Quote the listing below in its entirety.

• [Provided data]:
[Start]

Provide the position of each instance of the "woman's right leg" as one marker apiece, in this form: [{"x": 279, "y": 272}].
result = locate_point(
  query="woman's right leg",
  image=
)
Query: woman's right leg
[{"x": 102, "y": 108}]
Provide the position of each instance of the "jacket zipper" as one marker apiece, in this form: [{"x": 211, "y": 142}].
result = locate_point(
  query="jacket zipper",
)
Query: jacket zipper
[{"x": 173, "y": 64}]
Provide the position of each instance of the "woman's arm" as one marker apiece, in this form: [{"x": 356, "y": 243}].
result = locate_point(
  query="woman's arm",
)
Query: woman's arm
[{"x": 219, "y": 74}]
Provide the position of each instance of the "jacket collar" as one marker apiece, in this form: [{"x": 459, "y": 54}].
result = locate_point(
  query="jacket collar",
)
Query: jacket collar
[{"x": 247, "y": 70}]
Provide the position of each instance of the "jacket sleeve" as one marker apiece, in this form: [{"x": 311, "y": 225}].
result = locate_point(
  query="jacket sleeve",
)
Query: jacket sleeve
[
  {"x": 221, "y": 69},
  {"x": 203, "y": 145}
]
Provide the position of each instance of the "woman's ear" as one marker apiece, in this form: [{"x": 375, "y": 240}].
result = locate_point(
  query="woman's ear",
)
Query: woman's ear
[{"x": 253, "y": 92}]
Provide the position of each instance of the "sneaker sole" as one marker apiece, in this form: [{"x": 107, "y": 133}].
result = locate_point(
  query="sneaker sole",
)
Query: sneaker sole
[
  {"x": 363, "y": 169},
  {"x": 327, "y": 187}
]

[End]

• [Exercise response]:
Provide the position of each instance of the "woman's right leg" as one marker apiece, in this form: [{"x": 279, "y": 272}].
result = locate_point(
  query="woman's right leg",
  image=
)
Query: woman's right leg
[{"x": 102, "y": 108}]
Provide the position of each instance of the "jacket zipper" as one marker apiece, in this form: [{"x": 211, "y": 142}].
result = locate_point(
  query="jacket zipper",
)
Query: jacket zipper
[{"x": 173, "y": 64}]
Provide the position of each instance of the "woman's arm" as one marker apiece, in this form: [{"x": 356, "y": 243}].
result = locate_point(
  query="woman's arm",
)
Query: woman's arm
[{"x": 219, "y": 74}]
Provide the position of each instance of the "jacket collar" as one marker apiece, in this form: [{"x": 459, "y": 54}].
result = locate_point(
  query="jacket collar",
)
Query: jacket collar
[{"x": 247, "y": 70}]
Provide the position of each instance of the "jacket sleeve" as one marker apiece, in this form: [{"x": 311, "y": 225}].
result = locate_point(
  query="jacket sleeve",
)
Query: jacket sleeve
[
  {"x": 221, "y": 69},
  {"x": 203, "y": 145}
]
Provide the position of each instance of the "woman's ear" as one marker apiece, in this form: [{"x": 375, "y": 240}].
result = locate_point(
  query="woman's ear",
)
Query: woman's ear
[{"x": 253, "y": 92}]
Provide the position of each instance of the "sneaker sole" as one marker apiece, in this form: [{"x": 107, "y": 133}].
result = locate_point(
  query="sneaker sole",
)
Query: sneaker sole
[
  {"x": 363, "y": 169},
  {"x": 327, "y": 187}
]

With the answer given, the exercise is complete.